══ ЦИТИРУЕМЫЙ ОТРЫВОК

Когда Солженицын предлагал Шаламову вместе работать над «Архипелагом», тот отказался: у него были свои представления о том, как можно писать об этом - только «новой прозой» .

Шаламов принадлежал к тем немногим людям, которые - за всех остальных! - не верят, не принимают возможности прежней, обычной жизни и литературы после Колымы и Освенцима. Ему претил тип «писателя-туриста», который может участвовать в чем-то, но быть при этом во вне, все равно «над» или «в стороне» . «Новая проза отрицает этот принцип туризма… Плутон, поднявшийся из ада, а не Орфей, спускавшийся в ад» («О прозе», 1972).

════
══ ЗАПИСИ

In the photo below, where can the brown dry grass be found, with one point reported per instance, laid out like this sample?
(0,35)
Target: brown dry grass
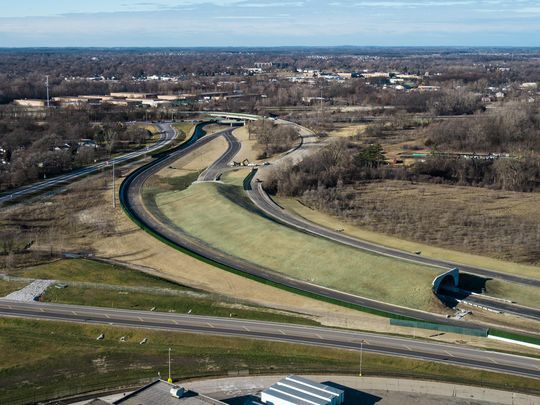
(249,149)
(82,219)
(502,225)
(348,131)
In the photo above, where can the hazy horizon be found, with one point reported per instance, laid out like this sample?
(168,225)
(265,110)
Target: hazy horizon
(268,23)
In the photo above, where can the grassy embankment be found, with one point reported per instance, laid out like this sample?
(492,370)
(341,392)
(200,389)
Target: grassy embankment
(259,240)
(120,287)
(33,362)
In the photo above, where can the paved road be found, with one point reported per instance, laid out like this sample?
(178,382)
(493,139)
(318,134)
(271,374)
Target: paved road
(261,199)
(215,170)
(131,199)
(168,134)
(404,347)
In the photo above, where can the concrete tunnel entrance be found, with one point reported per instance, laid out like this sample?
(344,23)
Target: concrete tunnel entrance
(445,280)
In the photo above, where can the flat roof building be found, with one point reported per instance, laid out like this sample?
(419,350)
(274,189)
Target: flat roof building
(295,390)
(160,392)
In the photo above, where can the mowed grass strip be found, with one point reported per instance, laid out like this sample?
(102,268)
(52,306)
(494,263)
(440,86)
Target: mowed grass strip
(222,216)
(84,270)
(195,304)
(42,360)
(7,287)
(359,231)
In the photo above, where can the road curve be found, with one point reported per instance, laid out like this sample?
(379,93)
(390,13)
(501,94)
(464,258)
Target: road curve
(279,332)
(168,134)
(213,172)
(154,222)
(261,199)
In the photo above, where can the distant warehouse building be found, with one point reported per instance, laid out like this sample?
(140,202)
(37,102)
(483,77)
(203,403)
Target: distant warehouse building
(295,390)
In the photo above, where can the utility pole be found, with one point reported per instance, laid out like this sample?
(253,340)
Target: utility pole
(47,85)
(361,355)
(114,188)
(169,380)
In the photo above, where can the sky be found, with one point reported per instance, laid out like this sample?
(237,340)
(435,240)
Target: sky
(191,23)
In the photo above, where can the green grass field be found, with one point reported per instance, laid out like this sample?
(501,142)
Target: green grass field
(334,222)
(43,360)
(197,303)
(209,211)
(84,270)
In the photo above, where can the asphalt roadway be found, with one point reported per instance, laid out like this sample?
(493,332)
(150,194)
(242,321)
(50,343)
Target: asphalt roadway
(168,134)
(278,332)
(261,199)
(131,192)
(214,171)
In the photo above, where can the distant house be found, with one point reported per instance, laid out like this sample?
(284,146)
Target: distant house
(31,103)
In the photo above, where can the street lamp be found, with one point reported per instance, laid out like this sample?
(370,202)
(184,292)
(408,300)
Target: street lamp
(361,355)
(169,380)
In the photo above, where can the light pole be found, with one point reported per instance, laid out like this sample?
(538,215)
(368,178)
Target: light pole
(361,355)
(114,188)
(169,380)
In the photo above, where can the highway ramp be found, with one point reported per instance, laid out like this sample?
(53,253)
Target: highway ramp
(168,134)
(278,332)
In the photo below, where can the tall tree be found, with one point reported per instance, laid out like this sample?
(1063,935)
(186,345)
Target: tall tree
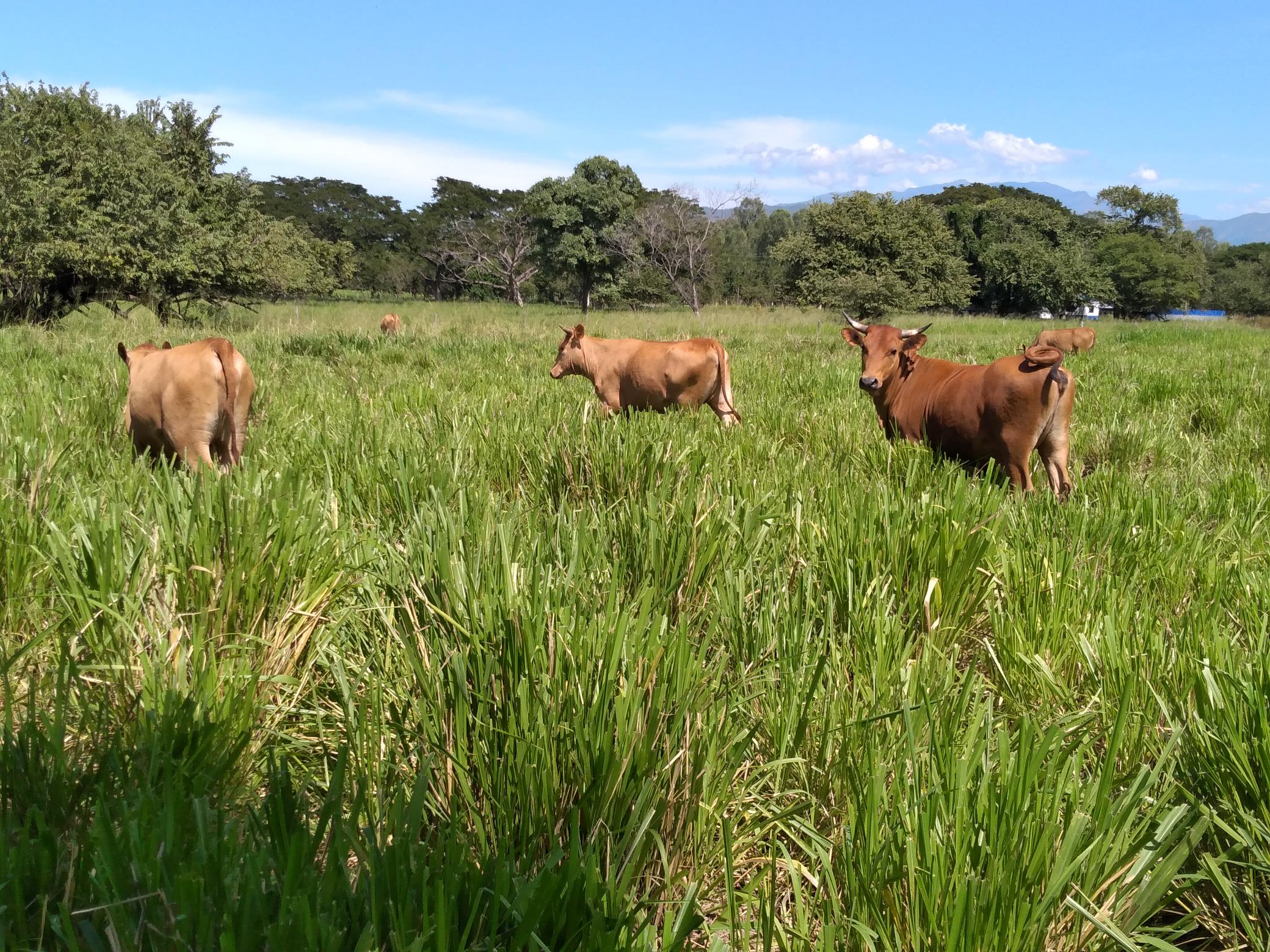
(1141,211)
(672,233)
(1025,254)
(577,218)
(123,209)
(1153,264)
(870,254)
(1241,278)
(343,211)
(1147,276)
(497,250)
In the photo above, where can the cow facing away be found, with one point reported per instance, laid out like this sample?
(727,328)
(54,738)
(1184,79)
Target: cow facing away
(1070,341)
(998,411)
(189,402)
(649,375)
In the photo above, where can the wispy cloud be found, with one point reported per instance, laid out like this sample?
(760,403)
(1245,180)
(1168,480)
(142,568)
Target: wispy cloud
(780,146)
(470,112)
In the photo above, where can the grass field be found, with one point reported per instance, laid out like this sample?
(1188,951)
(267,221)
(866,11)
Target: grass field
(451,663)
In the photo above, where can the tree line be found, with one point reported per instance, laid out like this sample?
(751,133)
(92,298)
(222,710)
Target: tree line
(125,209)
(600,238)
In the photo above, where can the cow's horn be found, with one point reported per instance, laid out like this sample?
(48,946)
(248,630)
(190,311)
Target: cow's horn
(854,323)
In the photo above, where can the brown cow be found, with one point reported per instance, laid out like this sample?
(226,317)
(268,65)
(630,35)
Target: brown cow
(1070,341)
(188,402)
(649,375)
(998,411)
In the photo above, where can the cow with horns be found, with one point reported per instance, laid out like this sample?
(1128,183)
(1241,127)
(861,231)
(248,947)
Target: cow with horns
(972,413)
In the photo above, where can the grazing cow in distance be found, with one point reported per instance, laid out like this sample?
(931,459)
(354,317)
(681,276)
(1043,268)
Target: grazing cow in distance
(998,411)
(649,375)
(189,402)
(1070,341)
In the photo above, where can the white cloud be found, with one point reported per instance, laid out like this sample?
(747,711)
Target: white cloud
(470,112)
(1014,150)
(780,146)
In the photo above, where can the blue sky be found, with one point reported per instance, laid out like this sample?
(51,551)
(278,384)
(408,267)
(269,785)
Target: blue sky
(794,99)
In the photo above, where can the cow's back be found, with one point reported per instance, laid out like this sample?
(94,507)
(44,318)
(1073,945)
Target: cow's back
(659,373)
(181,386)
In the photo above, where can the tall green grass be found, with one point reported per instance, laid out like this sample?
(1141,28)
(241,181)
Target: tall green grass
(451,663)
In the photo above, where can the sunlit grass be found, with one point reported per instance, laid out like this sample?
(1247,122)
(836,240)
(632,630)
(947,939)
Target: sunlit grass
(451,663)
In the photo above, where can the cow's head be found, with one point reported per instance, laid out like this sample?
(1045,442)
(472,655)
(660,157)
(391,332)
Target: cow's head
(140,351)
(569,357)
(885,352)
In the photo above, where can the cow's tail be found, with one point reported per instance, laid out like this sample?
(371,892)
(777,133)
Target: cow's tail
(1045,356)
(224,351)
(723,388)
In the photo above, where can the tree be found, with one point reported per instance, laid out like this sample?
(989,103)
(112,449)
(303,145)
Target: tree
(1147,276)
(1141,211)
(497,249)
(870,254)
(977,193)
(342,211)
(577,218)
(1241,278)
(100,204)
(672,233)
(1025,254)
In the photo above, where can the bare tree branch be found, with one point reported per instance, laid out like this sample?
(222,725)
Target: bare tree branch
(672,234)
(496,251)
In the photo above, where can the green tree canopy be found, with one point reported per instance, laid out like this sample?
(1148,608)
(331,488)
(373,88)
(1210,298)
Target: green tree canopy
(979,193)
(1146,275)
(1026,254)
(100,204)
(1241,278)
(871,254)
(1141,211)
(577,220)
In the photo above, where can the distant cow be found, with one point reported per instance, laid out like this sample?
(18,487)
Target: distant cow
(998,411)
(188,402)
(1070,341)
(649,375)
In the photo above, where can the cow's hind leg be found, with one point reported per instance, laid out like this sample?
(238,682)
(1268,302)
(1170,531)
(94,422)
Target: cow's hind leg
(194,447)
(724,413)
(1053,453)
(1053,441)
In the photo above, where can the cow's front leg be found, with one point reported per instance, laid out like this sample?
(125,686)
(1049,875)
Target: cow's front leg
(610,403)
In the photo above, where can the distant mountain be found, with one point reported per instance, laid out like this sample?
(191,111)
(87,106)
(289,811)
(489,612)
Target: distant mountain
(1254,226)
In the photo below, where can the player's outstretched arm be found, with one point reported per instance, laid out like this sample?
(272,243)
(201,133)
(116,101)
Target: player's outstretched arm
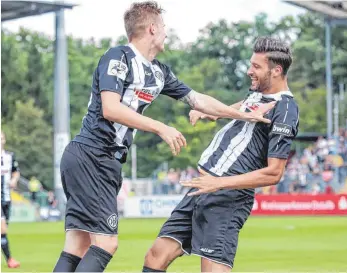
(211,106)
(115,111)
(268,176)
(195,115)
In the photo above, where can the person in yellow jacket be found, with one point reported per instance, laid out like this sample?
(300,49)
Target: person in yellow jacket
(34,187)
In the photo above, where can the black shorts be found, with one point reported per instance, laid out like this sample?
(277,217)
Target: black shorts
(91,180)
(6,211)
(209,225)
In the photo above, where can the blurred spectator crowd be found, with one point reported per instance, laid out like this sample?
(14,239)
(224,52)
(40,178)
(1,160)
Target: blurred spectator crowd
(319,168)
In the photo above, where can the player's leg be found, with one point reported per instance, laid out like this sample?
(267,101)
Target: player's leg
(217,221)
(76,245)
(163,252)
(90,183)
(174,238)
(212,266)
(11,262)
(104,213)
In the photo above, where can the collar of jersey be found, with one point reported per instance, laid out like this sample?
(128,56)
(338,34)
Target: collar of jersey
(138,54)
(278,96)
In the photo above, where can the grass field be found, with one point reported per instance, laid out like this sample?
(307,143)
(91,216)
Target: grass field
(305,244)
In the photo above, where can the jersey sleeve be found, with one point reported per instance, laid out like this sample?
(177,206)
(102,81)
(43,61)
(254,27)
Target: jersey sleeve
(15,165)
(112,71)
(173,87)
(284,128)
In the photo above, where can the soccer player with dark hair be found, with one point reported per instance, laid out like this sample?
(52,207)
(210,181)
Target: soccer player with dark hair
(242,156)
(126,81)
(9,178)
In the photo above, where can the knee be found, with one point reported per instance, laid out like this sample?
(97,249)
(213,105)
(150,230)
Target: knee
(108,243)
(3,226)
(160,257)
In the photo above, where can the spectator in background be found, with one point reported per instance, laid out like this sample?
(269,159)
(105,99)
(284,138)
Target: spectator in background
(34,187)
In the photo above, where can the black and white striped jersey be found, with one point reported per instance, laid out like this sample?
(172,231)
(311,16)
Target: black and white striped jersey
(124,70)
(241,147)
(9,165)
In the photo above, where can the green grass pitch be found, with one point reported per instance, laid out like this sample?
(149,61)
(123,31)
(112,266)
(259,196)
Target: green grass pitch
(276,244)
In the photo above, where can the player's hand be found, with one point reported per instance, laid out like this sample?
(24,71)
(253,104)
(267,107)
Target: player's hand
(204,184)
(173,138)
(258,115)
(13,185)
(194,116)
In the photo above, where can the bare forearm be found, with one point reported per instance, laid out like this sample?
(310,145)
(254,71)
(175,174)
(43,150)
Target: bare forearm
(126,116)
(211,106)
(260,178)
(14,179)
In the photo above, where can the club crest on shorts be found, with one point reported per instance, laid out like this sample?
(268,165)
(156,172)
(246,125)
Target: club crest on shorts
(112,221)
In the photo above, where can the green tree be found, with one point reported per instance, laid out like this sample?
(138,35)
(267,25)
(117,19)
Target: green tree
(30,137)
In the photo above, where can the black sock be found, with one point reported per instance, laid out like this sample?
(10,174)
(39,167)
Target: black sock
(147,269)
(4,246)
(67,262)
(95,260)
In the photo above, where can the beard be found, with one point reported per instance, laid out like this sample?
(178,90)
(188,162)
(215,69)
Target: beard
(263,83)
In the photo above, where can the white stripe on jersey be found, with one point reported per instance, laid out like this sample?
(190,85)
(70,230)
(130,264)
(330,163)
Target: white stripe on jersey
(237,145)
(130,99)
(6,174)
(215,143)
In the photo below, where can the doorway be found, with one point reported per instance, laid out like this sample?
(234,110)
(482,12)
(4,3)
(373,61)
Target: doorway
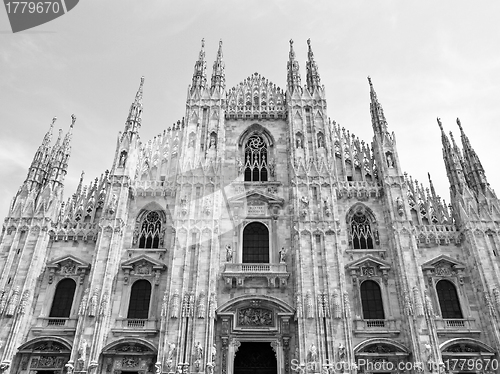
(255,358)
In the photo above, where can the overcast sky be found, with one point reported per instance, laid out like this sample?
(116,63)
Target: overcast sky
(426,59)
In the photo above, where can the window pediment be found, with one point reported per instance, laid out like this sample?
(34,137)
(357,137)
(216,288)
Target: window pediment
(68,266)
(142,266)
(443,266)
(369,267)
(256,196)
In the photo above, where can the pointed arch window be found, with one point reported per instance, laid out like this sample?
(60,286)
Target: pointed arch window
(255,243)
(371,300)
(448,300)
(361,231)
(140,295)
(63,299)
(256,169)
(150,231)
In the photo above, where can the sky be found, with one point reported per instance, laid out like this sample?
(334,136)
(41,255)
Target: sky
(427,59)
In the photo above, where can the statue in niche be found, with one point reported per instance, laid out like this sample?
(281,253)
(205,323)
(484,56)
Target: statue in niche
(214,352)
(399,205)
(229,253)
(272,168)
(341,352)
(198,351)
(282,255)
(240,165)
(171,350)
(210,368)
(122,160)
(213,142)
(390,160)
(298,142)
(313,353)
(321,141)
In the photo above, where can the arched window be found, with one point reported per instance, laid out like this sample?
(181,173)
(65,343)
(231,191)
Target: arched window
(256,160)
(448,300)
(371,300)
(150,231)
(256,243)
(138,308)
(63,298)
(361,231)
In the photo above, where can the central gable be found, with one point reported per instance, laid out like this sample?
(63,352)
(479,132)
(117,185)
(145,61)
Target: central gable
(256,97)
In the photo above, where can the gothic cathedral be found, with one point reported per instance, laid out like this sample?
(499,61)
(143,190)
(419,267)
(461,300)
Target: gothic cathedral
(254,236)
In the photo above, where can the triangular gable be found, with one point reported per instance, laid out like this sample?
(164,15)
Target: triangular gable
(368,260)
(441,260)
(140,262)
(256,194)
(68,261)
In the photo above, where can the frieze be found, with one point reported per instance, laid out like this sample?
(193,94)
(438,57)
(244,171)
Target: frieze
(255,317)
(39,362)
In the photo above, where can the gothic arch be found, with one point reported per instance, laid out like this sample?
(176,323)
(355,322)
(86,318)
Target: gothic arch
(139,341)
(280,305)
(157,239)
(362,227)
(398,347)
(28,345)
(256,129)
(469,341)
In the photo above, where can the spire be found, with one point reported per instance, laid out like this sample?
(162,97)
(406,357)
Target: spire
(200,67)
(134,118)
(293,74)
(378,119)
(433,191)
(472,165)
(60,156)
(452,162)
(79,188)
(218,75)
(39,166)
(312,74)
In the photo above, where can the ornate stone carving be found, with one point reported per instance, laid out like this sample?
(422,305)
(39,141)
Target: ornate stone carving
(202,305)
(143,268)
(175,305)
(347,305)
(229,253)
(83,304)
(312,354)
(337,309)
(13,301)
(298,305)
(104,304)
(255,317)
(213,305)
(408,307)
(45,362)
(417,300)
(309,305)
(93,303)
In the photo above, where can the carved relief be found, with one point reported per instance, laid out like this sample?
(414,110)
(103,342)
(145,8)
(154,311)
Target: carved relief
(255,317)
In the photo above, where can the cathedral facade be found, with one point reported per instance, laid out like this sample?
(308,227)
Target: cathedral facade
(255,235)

════

ЧТО НУЖНО СДЕЛАТЬ:
- a) Какой тип писателя претил Шаламову, согласно тексту о Шаламове?
- b) Переведите на английский язык предложение из текста о Шаламове: «Ему претил тип «писателя-туриста», который может участвовать в чем-то, но быть при этом во вне, все равно «над» или «в стороне».»
- c) Продолжите текст о Шаламове, начав сразу после его последнего предложения.
Записи для работы не понадобятся.

ОЖИДАЕМЫЕ ОТВЕТЫ:
- a) Тип «писателя-туриста».

- b) He detested the type of the "tourist writer," who can take part in something yet remain outside it all the same, still "above" it or "off to the side."

- c)
И самое главное — в этих новых, после Колымы и Освенцима, условиях он, в отличие от Солженицына, исключал для писателя хоть какое мессианство: «Писатели новой прозы не должны ставить себя выше всех, умнее всех, претендовать на роль судьи. Напротив, писатель, автор, рассказчик должен быть ниже всех, меньше всех» . Отсюда и форма — Шаламов писал аскетично — четко, коротко, сухо («Фраза должна быть короткой как пощечина» ), избегая всякой литературщины.

Солженицын любовался: «Ах, доброе русское слово — острог — и крепкое-то какое! и сколочено как!» . Шаламов не уставал повторять: «Ни один человек не становится ни лучше, ни сильнее после лагеря. Лагерь - отрицательный опыт, отрицательная школа, растление для всех - для начальников и заключенных, конвоиров и зрителей, прохожих и читателей беллетристики» .

В «Архипелаге ГУЛАГе» Солженицын вступает с Шаламовым в открытый спор: «Шаламов говорит: духовно обеднены все, кто сидел в лагерях. А я как вспомню или как встречу бывшего зэка - так личность»; «И как интереснеют люди в тюрьме! Знаю людей уныло скучных с тех пор, как их выпустили на волю - но в тюрьме оторваться было нельзя от бесед с ними» .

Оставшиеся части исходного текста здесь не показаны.